▸ **Task item**: Print each entry word for word.

(Referring expression data)
———

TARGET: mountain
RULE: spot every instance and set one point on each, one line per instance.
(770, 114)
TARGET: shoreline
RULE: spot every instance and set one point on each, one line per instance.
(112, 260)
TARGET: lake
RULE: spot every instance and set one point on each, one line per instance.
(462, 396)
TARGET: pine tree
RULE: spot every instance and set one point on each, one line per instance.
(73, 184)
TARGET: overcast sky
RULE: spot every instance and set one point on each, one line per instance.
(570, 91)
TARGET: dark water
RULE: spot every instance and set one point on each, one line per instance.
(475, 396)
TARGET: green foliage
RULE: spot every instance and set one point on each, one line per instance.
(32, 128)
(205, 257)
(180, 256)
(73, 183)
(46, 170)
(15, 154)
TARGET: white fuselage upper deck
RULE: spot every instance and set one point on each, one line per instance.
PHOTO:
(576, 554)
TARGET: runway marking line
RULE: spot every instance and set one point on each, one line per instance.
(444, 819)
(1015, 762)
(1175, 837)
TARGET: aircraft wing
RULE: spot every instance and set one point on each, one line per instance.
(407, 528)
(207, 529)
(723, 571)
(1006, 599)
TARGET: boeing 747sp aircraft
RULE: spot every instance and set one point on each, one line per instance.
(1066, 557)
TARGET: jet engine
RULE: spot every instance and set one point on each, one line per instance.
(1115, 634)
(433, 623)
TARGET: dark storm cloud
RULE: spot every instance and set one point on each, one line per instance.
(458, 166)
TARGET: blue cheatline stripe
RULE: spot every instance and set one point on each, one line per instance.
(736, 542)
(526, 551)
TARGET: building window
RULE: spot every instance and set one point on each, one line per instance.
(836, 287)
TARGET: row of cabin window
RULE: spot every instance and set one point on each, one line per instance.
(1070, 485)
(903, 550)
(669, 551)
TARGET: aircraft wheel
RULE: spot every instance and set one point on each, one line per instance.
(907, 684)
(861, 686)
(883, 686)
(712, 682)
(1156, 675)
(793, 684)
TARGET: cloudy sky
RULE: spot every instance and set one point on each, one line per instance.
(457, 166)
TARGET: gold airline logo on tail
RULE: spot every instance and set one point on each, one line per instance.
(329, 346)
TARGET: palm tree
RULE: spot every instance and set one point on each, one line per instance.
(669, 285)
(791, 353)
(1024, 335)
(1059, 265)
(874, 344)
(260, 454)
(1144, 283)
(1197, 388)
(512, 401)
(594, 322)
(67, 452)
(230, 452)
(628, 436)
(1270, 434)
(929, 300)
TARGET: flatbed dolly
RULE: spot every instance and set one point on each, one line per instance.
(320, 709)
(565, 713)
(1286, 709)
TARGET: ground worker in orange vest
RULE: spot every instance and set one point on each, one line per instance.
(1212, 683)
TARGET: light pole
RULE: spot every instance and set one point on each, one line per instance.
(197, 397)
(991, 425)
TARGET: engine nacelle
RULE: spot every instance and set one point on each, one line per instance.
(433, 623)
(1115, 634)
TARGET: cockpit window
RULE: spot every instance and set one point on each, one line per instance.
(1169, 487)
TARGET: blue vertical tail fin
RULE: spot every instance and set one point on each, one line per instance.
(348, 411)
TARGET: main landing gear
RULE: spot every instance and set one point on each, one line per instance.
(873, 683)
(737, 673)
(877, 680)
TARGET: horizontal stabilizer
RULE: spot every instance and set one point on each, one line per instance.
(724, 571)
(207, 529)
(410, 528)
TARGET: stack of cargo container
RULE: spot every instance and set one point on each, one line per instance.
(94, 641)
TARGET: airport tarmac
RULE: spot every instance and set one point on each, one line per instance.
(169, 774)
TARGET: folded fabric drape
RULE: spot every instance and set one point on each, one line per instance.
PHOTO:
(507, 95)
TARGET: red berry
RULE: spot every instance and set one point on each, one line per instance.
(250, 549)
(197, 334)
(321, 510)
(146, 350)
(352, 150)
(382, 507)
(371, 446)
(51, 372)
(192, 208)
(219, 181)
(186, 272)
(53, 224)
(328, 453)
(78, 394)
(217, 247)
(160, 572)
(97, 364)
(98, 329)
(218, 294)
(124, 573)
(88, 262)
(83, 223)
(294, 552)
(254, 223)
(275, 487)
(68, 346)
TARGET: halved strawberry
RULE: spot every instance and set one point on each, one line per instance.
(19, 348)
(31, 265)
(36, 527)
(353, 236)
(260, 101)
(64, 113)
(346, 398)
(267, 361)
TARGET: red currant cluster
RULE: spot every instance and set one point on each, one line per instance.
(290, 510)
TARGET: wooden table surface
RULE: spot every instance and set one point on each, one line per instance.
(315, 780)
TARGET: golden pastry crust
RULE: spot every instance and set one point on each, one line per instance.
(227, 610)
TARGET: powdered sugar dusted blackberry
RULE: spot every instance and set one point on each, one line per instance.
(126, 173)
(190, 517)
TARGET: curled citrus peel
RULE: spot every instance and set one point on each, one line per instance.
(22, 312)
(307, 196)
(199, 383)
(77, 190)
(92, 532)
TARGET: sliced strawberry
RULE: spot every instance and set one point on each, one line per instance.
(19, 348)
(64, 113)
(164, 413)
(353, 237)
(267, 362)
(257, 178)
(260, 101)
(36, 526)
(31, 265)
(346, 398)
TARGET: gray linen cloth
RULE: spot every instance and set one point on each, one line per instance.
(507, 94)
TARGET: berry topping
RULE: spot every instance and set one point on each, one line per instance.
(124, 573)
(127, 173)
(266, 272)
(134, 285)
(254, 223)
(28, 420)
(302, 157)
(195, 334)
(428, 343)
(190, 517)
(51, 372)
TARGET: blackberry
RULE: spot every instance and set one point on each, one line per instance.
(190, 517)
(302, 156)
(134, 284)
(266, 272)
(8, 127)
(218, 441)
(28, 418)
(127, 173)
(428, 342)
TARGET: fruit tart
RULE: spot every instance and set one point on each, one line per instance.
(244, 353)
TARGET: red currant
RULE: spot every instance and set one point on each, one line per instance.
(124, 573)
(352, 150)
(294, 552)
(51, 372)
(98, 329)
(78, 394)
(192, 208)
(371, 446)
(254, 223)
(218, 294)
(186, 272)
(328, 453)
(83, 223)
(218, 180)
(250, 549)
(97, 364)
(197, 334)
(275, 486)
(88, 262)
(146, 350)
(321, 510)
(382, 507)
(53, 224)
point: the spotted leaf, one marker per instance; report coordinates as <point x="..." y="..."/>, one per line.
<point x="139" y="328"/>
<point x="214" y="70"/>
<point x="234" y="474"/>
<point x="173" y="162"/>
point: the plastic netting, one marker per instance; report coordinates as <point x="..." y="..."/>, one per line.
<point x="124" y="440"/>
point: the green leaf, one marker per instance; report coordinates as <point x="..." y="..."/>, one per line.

———

▸ **Answer to this problem**:
TARGET: mountain
RULE: spot every instance and set one point on each, one line per instance.
(770, 114)
TARGET: shoreline
RULE: spot every instance and set one point on each, one line per instance.
(112, 260)
TARGET: lake
RULE: spot every instance and set one point on each, one line per instance.
(462, 396)
TARGET: pine tree
RULE: spot every instance and set one point on each, one line per instance.
(73, 184)
TARGET: overcast sky
RULE: spot every instance and set one point on each, one line per instance.
(570, 91)
TARGET: dark water
RULE: spot every instance and set one point on each, one line per instance.
(475, 396)
TARGET: green foliage
RULE: spot every instance and set one point on each, one line per instance.
(32, 128)
(205, 257)
(180, 256)
(73, 183)
(46, 170)
(15, 154)
TARGET: white fuselage upper deck
RULE: spot every instance and set one point on each, one line per instance.
PHOTO:
(576, 554)
TARGET: runway marking line
RULE: spot every instance and set one point on each, one line per instance.
(444, 819)
(1015, 762)
(1175, 837)
TARGET: aircraft wing
RULE: spot every instance and set one point on each, one line per instance.
(407, 528)
(207, 529)
(723, 571)
(1006, 599)
TARGET: boeing 747sp aircraft
RULE: spot every instance and set one point on each, one line per instance.
(1066, 557)
TARGET: jet engine
RULE: spot every instance and set one point on each, one line per instance.
(1115, 634)
(433, 623)
TARGET: dark storm cloud
RULE: spot every instance and set one point on each, one line per instance.
(458, 166)
TARGET: blue cheatline stripe
RULE: spot every instance and set one point on each, one line per instance.
(736, 542)
(526, 551)
TARGET: building window
RULE: spot every instance and set one point on each, one line per instance.
(836, 287)
TARGET: row of cabin window
RULE: spot every instance and set one point on each, one line per instance.
(1070, 485)
(903, 550)
(669, 551)
TARGET: aircraft wheel
RULE: spot every instance and set one point on each, one line per instance.
(907, 684)
(861, 686)
(883, 686)
(712, 682)
(1156, 675)
(793, 684)
TARGET: cloudy sky
RULE: spot every instance and set one point on each, one line per instance.
(457, 166)
TARGET: gold airline logo on tail
RULE: spot every instance and set one point on each, one line per instance.
(329, 346)
TARGET: palm tree
RULE: spot every instance and set one point on each, one line per instance.
(669, 285)
(791, 353)
(1024, 335)
(1059, 265)
(874, 344)
(260, 454)
(1144, 283)
(1197, 388)
(512, 401)
(594, 322)
(67, 452)
(230, 452)
(628, 436)
(1270, 434)
(929, 300)
TARGET: flatbed dolly
RULE: spot every instance and set one point on each, one line per instance.
(320, 709)
(565, 713)
(1286, 709)
TARGET: ground worker in orange vest
RULE: spot every instance and set one point on each, one line per instance.
(1212, 683)
TARGET: light pole
RULE: spot every instance and set one point on each, one line per instance.
(197, 397)
(991, 425)
TARGET: engine nacelle
RULE: spot every instance and set one point on each, one line per instance.
(433, 623)
(1115, 634)
TARGET: cockpit window
RULE: spot every instance and set one point on each, one line per instance.
(1169, 487)
TARGET: blue vertical tail fin
RULE: spot every instance and set one point on each, one line per instance.
(348, 411)
TARGET: main landing gear
RULE: spot every instance and set one point on each, one line per instance.
(873, 683)
(737, 673)
(877, 680)
TARGET: horizontal stabilizer
RULE: spot every instance and set one point on each, one line per instance.
(724, 571)
(207, 529)
(410, 528)
TARGET: stack of cargo container
RULE: spot every instance and set one point on each, one line per instance.
(94, 641)
TARGET: airport tarmac
RULE: spot every instance and set one point on each, one line per instance.
(169, 774)
TARGET: folded fabric drape
RULE: spot every instance and set one point on each, one line per instance.
PHOTO:
(507, 95)
TARGET: red berry
RULE: spot every instance and set one point on each, one line per instance.
(250, 549)
(197, 334)
(321, 510)
(146, 350)
(352, 150)
(382, 507)
(371, 446)
(51, 372)
(192, 208)
(219, 181)
(186, 272)
(53, 224)
(328, 453)
(78, 394)
(217, 247)
(160, 572)
(97, 364)
(98, 329)
(218, 294)
(124, 573)
(88, 262)
(83, 223)
(294, 552)
(254, 223)
(275, 487)
(68, 346)
TARGET: halved strawberry
RULE: spot every instance and set one point on each, one line per instance.
(19, 348)
(31, 265)
(36, 527)
(353, 236)
(260, 101)
(64, 113)
(346, 398)
(267, 361)
TARGET: red currant cluster
RULE: spot every instance and set one point on each, one line per instance.
(290, 510)
TARGET: wooden table surface
RULE: spot every instance and set one point on each, one line per instance.
(315, 780)
TARGET: golden pastry crust
RULE: spot every instance and set one point on each, one line per instance.
(227, 610)
TARGET: powdered sugar dusted blackberry
RULE: spot every instance and set one point on each, one line per instance.
(126, 173)
(190, 517)
TARGET: curled citrus peel
RULE: spot every instance and set one point on each, one line per instance.
(22, 312)
(307, 196)
(199, 383)
(77, 190)
(92, 532)
TARGET: sliced strawberry
RULE: spot every instance and set one point on each, one line per instance.
(19, 348)
(64, 113)
(164, 413)
(353, 237)
(267, 362)
(257, 178)
(260, 101)
(36, 526)
(31, 265)
(346, 398)
TARGET: gray linen cloth
RULE: spot every instance and set one point on each, one line per instance.
(507, 94)
TARGET: berry topping
RULE: spot every instance and set one point on each, one line per instance.
(124, 573)
(127, 173)
(266, 272)
(134, 285)
(254, 223)
(28, 420)
(302, 157)
(195, 334)
(428, 343)
(190, 517)
(51, 372)
TARGET: blackberry
RULE: spot every instance and set one point on each, one line per instance.
(190, 517)
(302, 156)
(134, 284)
(266, 272)
(8, 127)
(218, 441)
(28, 418)
(127, 173)
(428, 342)
TARGET: fruit tart
RULE: spot every instance and set one point on each, one line per instance.
(244, 353)
TARGET: red currant
RULE: spot every instance and set one point on each, one line per instance.
(124, 573)
(352, 150)
(294, 552)
(51, 372)
(98, 329)
(78, 394)
(192, 208)
(371, 446)
(254, 223)
(218, 294)
(186, 272)
(328, 453)
(83, 223)
(218, 180)
(250, 549)
(97, 364)
(197, 334)
(275, 486)
(88, 262)
(146, 350)
(321, 510)
(382, 507)
(53, 224)
point: the spotted leaf, one marker per instance; report coordinates as <point x="..." y="..."/>, one per line.
<point x="139" y="328"/>
<point x="214" y="70"/>
<point x="234" y="474"/>
<point x="173" y="162"/>
point: the plastic netting, one marker per instance; report coordinates as <point x="..." y="..."/>, one per line.
<point x="124" y="440"/>
point: the green leaf, one marker per instance; report coordinates as <point x="..." y="..."/>, one per line.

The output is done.